Passage to read:
Re: [IntelMQ-dev] Decision on IEP04: IntelMQ Data Format - Meta-Information

17 May 2021

      Given that we have until yet not reached a consensus on the exact format
changes and that IntelMQ 3.0 is approaching - in fact we want to do the
(first) release candidate end of May - I propose to postpone the
implementation of IEP03 to after IntelMQ 3.0, maybe 3.1. Implementing a
major format change in a rush only causes troubles.
We have at lease two open discussions:
- How to store linking information using UUIDs:
https://github.com/certtools/ieps/issues/1
- And the specification of the format and type fields:
https://github.com/certtools/ieps/issues/3
Again I call all contributors and users to participate in the
discussion, on the mailing list or on GitHub.
Sebastian
On 4/22/21 3:24 PM, Sebastian Wagner wrote:
...
Dear IntelMQ Developers and Users
In today's hackathon we discussed IEP04 in detail and the proposal was
generally adopted. To cover additional use-cases the UUIDs will be
extended to also cover certain kind of relations between events by
referring to them using UUIDs. The exact details of this format will
be discussed in the next days, on intelmq-dev or on GitHub
(https://github.com/certtools/ieps).
Thanks - again ;) - everybody for the feedback!
kind regards
Sebastian
On 3/30/21 5:56 PM, Sebastian Waldbauer wrote:
...
Dear IntelMQ Developers and Users,
nowadays security incidents are more important than 10 years ago. As
IntelMQ can be used as core element for automated security incident
handling, we would like to provide a way to share information with
other intelmq instances. This proposal is also an alternative to
IEP03 insofar as solving the "multiple values" is possible by using
UUIDs so "link" related events in a backwards-compatible manner.
If you're interested, please let us know, so we could organize a
hackathon for further discussions about the specification of the
meta-information.
Previously this idea was discussed in [0] and [1].
[0]
https://github.com/certtools/intelmq/blob/version-3.0-ideas/docs/architectur...

Data records
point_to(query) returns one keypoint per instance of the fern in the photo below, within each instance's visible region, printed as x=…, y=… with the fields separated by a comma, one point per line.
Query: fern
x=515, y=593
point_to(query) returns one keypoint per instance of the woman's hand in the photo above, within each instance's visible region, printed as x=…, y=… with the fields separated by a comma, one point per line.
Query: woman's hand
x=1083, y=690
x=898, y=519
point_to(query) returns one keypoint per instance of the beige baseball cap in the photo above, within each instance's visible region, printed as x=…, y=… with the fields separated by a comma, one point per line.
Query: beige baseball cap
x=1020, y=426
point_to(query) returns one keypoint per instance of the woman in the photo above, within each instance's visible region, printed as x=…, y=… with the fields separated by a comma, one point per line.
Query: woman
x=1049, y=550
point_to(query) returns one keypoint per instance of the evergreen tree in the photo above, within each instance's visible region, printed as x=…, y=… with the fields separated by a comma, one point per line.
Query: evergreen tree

Exercise instructions:
1. Reproduce the part of the IEP04 mailing-list thread that opens with the words containing "If you're interested, please" and closes with "[0] and [1].", renaming "hackathon" to "workshop".
2. Extend the IEP04 mailing-list thread from the point where it stops.
The data records have no connection to the IEP04 mailing-list thread.

Answers:
1.
If you're interested, please let us know, so we could organize a
workshop for further discussions about the specification of the
meta-information.
Previously this idea was discussed in [0] and [1].

2.
[1] https://github.com/certtools/intelmq/issues/1521
# IEP04: Internal Data Format: Meta Information and Data Exchange
To ease data exchange between two or more IntelMQ instances, adding
some meta-information to the events can make this sharing easier in
certain regards.
"Linking" events could be based on the same theory as `git` using it

with parent hashes ( we would call it UUID ).

### TL;DR
Communication between one or more IntelMQ instances & exchange data
with a backwards-compatible format. P2P or centralized architecture
is a big topic, which has to be discussed after the format is being set.
### Why is metadata important?
Short and simple. To avoid race conditions & being able to
discard/drop already processed events from other instances.
### Meta information
Metadata is used to transfer some general data, which is not likely
related to the event itself. It's more or less just an information to
keep events clear & sortable.
A message could look like:
{
    "meta": {
        "version": 1, # protocol version, so we are allowed to
fallback to old versions too
        "uuid": {
           current: "cert_at:aaaa-bbbb-cccc-dddd" # format to be decided
           parent: "cert_at:xxxx-yyyy-zzzz-ffff" # format to be
discussed, if not set -> current is the parent uuid
        },
        "type": "event",
        "format": "intelmq", # i. e. this field could contain "n6" or
"idea", so the receiving component can decode on demand.
    },
    "payload": { # normal intelmq data
        "source.ip": "127.0.0.1",
        "source.fqdn": "example.com",
        "raw": base64-blob
    }
}
Tell us your opinion about adding non-standardized meta-information
fields ( i. e. RTIR ticket number, origin, other local contact
informationen ... and so on )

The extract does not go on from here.